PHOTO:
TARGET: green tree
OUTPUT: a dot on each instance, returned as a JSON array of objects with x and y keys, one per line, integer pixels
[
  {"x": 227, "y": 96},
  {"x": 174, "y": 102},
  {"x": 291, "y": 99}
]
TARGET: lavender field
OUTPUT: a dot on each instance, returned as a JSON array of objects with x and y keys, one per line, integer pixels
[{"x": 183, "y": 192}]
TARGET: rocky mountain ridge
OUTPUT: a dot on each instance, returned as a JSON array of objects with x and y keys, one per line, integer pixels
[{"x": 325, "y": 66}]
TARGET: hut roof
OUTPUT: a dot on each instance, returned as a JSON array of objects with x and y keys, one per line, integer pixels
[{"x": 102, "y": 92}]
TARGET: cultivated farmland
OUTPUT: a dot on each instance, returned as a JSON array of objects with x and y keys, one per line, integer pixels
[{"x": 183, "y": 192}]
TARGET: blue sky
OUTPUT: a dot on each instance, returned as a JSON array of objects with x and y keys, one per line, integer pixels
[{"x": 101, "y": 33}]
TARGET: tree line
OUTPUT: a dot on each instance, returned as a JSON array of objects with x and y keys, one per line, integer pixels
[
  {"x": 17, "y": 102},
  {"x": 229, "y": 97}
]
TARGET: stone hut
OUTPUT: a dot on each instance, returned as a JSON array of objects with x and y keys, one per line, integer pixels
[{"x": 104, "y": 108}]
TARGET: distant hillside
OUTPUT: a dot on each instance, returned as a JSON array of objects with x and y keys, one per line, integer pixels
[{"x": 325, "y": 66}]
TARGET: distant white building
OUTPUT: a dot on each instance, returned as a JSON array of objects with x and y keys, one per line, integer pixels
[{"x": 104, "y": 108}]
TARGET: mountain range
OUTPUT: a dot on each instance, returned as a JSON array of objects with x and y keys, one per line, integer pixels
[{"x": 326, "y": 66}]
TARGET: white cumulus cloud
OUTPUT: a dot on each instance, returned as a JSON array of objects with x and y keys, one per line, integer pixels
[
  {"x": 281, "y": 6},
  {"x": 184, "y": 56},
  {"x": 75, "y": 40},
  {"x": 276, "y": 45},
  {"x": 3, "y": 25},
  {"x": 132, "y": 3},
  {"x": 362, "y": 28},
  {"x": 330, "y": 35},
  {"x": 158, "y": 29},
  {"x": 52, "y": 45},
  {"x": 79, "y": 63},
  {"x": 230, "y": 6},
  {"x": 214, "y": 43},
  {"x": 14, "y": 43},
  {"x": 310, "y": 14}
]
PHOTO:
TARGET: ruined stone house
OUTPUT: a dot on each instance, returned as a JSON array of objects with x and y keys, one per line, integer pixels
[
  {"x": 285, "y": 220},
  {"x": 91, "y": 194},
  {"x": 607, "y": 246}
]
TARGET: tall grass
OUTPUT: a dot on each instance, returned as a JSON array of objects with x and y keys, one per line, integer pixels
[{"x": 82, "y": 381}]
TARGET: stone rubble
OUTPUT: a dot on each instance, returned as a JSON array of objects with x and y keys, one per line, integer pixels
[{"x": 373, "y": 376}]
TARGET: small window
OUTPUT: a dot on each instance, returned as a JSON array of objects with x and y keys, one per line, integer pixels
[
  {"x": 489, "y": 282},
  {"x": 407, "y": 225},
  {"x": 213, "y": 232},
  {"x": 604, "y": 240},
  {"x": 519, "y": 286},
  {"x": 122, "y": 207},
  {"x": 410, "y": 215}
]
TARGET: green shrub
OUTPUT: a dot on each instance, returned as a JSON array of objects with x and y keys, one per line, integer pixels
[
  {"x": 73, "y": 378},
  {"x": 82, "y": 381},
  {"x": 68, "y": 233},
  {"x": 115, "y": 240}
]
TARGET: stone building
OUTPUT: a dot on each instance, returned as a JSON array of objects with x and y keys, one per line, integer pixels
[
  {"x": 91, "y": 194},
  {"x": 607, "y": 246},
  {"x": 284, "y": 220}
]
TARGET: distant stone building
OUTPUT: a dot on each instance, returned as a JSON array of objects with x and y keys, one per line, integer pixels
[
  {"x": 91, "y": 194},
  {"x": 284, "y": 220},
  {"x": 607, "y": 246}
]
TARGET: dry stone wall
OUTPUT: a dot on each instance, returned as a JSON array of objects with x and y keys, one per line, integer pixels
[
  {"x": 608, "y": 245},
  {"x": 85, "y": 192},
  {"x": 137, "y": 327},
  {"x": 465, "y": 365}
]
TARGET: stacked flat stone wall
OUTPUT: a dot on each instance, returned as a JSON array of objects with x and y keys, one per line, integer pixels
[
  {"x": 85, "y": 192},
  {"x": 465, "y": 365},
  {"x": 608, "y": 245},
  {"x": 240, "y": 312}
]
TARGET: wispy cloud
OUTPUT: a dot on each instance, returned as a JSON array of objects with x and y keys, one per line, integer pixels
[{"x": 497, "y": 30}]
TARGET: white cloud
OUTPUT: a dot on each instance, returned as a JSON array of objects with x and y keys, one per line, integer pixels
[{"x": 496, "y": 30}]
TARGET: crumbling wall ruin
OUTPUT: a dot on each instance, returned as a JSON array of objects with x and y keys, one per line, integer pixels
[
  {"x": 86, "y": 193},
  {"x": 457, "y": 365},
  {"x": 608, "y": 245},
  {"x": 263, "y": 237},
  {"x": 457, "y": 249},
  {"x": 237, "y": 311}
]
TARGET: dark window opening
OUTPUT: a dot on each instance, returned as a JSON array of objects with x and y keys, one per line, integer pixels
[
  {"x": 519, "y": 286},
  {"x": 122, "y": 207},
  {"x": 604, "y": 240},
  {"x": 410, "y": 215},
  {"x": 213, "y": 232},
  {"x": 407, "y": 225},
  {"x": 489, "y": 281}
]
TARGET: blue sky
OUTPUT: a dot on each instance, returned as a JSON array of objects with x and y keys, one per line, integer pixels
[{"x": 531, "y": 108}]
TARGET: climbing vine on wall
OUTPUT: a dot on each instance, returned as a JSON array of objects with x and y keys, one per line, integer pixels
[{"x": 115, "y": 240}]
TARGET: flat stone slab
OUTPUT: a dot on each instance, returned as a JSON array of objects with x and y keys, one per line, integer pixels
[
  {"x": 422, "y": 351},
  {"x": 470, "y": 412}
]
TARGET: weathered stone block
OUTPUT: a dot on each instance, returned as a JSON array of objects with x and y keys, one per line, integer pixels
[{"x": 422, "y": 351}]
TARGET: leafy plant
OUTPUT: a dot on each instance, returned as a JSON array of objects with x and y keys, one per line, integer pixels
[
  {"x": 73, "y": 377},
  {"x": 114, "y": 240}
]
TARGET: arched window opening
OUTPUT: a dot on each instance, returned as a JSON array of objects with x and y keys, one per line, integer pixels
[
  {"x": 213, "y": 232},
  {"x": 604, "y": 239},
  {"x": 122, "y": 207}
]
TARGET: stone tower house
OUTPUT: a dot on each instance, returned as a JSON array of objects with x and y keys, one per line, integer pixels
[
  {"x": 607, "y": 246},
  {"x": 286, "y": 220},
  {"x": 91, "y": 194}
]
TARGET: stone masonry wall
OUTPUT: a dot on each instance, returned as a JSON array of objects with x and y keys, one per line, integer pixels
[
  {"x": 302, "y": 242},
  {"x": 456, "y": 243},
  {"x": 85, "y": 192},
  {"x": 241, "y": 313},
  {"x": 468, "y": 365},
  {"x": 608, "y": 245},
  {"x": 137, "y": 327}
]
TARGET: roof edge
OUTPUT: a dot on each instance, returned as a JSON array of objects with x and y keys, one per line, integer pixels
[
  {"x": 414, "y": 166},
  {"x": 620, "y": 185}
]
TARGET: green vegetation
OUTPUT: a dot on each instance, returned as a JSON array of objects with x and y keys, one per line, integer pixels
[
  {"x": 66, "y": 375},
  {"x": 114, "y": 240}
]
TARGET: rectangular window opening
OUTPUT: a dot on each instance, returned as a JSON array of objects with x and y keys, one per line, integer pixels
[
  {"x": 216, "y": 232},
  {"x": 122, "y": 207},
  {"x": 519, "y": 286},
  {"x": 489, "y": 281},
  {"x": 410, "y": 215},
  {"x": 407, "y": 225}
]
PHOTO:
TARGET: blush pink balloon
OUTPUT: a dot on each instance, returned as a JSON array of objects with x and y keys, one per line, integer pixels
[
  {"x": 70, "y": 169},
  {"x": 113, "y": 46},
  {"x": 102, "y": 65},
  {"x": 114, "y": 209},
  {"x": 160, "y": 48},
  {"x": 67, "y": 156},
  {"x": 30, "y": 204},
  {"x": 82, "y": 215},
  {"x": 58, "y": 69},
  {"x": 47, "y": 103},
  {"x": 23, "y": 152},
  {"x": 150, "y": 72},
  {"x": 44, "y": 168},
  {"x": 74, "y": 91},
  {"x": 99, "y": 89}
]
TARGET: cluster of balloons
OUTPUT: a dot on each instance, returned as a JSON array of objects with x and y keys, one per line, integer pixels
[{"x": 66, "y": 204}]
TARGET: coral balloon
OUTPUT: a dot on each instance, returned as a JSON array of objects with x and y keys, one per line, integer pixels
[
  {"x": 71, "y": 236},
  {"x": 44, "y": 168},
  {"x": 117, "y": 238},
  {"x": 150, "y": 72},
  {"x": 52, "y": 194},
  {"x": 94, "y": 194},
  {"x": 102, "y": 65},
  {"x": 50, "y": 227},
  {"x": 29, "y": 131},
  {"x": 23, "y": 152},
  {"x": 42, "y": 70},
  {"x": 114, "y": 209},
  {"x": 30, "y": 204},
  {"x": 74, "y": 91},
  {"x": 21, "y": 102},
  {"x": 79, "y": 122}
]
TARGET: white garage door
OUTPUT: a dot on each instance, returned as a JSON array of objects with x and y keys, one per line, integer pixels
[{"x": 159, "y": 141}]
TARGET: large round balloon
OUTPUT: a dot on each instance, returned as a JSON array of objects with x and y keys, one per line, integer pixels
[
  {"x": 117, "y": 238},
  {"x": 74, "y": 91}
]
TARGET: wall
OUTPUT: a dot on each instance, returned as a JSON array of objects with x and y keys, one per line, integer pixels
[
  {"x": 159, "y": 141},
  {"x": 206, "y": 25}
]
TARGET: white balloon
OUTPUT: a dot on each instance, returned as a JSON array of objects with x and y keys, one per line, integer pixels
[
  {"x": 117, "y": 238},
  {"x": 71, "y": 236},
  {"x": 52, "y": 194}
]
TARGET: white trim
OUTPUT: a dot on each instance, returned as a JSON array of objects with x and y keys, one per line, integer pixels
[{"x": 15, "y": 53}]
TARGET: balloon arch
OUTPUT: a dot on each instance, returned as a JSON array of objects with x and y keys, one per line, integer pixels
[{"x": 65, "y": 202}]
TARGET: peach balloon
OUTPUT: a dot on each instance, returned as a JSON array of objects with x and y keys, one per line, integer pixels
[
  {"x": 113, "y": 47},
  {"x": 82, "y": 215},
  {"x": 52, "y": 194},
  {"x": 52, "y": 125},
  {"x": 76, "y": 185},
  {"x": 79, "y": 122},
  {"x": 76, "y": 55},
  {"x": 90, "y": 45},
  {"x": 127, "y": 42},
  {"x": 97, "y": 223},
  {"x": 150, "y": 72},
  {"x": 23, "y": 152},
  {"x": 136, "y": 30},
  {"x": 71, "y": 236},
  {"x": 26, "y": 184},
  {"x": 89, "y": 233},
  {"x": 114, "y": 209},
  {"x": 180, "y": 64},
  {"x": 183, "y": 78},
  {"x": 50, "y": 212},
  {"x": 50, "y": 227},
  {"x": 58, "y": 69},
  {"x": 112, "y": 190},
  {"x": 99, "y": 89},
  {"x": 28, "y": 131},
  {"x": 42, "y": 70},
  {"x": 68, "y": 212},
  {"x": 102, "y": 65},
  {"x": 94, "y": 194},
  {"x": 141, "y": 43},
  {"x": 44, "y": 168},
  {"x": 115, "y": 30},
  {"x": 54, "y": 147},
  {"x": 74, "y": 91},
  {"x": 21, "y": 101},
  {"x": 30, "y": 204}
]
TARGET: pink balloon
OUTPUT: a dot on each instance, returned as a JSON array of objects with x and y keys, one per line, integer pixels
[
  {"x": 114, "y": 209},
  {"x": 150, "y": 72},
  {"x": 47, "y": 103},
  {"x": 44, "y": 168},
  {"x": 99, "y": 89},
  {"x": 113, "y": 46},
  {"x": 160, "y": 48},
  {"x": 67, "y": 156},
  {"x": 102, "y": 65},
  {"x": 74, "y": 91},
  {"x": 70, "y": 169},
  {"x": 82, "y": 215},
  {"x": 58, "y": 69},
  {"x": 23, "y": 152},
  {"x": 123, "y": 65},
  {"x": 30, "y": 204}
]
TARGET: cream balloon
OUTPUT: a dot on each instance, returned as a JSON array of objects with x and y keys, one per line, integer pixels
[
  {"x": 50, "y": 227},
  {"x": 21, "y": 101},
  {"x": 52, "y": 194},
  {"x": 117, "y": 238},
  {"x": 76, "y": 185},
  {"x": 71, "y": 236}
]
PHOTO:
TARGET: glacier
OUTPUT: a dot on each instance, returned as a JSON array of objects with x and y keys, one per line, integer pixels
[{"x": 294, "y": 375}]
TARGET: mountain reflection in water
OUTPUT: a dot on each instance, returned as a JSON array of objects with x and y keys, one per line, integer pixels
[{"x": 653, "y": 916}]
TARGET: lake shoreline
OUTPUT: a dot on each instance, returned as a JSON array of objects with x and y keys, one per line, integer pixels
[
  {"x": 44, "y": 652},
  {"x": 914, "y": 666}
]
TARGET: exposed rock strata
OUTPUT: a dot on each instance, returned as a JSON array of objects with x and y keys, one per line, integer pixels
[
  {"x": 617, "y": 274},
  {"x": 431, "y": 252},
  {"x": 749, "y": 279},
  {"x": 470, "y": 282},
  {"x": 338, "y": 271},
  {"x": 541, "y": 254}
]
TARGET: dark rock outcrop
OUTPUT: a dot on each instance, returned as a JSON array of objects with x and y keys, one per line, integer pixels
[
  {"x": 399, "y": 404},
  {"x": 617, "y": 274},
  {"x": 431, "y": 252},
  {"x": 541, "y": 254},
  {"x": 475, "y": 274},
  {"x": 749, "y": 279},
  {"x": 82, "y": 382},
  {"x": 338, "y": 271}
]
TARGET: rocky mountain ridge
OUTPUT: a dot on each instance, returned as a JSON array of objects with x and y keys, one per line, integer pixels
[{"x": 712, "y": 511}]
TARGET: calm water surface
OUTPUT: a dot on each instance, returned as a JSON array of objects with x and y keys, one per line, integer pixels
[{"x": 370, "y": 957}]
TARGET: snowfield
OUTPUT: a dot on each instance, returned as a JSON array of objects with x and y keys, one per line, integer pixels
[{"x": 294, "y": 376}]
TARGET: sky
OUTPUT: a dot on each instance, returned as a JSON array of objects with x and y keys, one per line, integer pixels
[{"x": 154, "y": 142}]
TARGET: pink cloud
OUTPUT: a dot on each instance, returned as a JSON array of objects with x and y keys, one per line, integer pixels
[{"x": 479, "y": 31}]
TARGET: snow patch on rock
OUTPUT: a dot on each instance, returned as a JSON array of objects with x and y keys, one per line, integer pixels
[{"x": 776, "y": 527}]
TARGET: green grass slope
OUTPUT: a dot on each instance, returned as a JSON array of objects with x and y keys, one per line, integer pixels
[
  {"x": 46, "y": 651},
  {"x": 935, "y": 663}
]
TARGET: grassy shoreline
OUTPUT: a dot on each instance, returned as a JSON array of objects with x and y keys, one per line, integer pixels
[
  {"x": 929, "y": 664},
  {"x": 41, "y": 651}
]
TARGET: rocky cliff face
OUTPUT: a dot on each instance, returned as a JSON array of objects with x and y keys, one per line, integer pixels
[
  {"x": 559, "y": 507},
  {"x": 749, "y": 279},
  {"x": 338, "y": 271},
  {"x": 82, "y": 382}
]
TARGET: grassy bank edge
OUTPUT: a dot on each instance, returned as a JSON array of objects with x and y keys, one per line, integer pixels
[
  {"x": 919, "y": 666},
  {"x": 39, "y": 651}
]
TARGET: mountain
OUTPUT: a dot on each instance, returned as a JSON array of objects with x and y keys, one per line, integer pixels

++++

**EXERCISE PROMPT**
The answer should be one number: how many lines in the listing above contain "edge".

**WRITTEN REPLY**
2